Required task.
Write the next part of the news excerpt below on the pet supply market and the Zachys wine auction, starting after its final sentence.

Document.
◆ ◆ ◆
But as the pet supply market continues to grow, the share of nonfood items grows, thus lending some hope to the smaller number of companies now in the online pet supply market. According to a study by the research firm Business Communications, the total market will reach $33.5 billion by 2005, despite a soft economy.

"This is a recession-proof industry," said Colette Fairchild, associate editor for Pet Age magazine, a trade publication. "Even in a big recession, people still buy for their pets. It's an emotional buy."

Eat, drink and bid

Zachys re-entered the wine auction business with an unusual but successful format for the sale that occurred this weekend according to this New York Times story (registration required). Who says the economy isn't doing so well?! 

In New York, which has displaced London as the wine auction capital, five houses now compete internationally for cellars and buyers. With absentee bidders' purchases strong and the economy weak, auction floors can be sleepy. Daniel's dining room, with merchants' agents and sommeliers seeking good buys, ranged from perhaps 40 to 80 percent full.

Charles Klatskin, a prominent New Jersey collector, said, "The most important thing here is the provenance" — the sources of the lots and established history and soundness of storage conditions.

...The top earner, a case of 1945 Château Mouton-Rothschild, a red Bordeaux estimated at $75,000, fetched $87,000 from an American buyer. Six magnums of 1990 Romane-Conti from Domaine de la Romanée-Conti, red Burgundy estimated at $65,000, brought $69,600. Twelve bottles of 1982 Château Pétrus, a blue-chip Pomerol, estimated at $22,000, earned $25,520.
◆ ◆ ◆
Extracted material.
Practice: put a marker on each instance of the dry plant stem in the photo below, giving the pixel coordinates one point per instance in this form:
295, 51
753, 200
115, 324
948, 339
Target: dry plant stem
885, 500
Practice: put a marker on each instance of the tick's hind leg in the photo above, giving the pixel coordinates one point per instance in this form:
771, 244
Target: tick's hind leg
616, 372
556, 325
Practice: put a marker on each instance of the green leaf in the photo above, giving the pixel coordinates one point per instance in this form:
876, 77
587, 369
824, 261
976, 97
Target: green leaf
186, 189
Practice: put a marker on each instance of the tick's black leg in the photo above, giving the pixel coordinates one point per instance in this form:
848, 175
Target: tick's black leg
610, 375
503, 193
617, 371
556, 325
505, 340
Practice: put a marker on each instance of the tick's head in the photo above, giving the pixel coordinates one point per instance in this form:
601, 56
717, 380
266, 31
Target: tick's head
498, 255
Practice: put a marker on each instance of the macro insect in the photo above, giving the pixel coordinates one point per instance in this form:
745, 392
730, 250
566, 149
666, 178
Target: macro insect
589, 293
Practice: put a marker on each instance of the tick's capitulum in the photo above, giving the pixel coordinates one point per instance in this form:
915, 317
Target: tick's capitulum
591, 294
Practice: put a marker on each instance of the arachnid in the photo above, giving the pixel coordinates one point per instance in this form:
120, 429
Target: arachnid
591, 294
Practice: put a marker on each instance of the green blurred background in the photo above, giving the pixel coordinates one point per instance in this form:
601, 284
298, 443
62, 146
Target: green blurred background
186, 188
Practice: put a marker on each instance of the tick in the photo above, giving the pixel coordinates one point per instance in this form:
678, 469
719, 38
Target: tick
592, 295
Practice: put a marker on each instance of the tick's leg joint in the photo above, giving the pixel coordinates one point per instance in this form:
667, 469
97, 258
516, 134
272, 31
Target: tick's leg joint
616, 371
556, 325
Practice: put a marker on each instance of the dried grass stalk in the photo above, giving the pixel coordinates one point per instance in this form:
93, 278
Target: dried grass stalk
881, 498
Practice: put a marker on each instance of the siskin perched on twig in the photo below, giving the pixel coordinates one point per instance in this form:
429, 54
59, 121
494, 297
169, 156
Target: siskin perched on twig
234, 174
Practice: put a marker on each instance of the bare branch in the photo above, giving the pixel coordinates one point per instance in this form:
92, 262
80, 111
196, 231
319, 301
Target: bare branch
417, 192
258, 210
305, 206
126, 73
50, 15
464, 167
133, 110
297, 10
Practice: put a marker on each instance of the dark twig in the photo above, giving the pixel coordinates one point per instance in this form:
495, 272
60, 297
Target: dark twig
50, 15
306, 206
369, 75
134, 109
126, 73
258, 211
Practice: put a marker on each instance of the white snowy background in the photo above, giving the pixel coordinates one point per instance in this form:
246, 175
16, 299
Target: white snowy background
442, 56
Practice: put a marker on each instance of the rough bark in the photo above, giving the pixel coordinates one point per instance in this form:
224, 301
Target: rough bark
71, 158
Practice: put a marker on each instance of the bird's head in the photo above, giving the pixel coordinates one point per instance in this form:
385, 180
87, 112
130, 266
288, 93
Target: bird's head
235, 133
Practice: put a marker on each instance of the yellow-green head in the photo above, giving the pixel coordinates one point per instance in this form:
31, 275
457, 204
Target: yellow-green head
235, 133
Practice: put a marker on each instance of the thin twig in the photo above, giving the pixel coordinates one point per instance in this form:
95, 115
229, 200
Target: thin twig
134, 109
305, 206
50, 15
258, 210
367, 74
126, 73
◆ ◆ ◆
Result for this exercise.
Jackass #1

A New York Times story (registration required) on this past weekend's surprising success:

"Jackass the Movie," a big-screen version of the MTV cable television cult hit in which its star, Johnny Knoxville, and others engage in dangerous stunts and gross-out escapades, became the No. 1 movie in America over the weekend by earning an estimated $22.7 million at 2,507 theaters....

"Older teenagers and college-age students apparently just love to watch people do the things that the people do in this movie," said Paul Dergarabedian, chairman of Exhibitor Relations, a Los Angeles company that monitors box-office results. "It's like people will always stop to see a train wreck."

The film, which was made for $5 million, was not previewed for critics, and drew almost universally dreadful reviews when critics finally saw it on Friday. But the fact that the movie was found noxious by the establishment is a large part of its appeal to young people eager to find ways to prove they are not in thrall to authority figures.

Traveling to Asia? Find a hotel room on Priceline

According to an AP story, Priceline, the name-your-own price Internet company, has expanded its hotel service to Asia.

Americans [and others, I'm assuming] can use the Norwalk-based company for major-brand hotel rooms in Beijing, Shanghai, Hong Kong, Singapore and Bangkok.

More than 8,000 hotel properties in 1,300 cities and towns in the U.S., Europe, Canada, Mexico and the Caribbean are in the Priceline.com program.

The new way is MyWay.com?

The newest portal currently in beta is MyWay.com,  a jab at Yahoo and the old way of doing things -- too many ads popping up and every single part of the home page real estate covered in content, services and ecommerce making sites like AOL and Yahoo feel like the equivalent of walking thru Times Square.

In comparison, according to this New York Times story (registration required), MyWay.com is "a zen rock garden of a portal with lots of features quietly presented and no discernable advertising. And no fee."

The site's revenue comes from text advertising links listed above its Web search results. The search results and the ads are provided by Google.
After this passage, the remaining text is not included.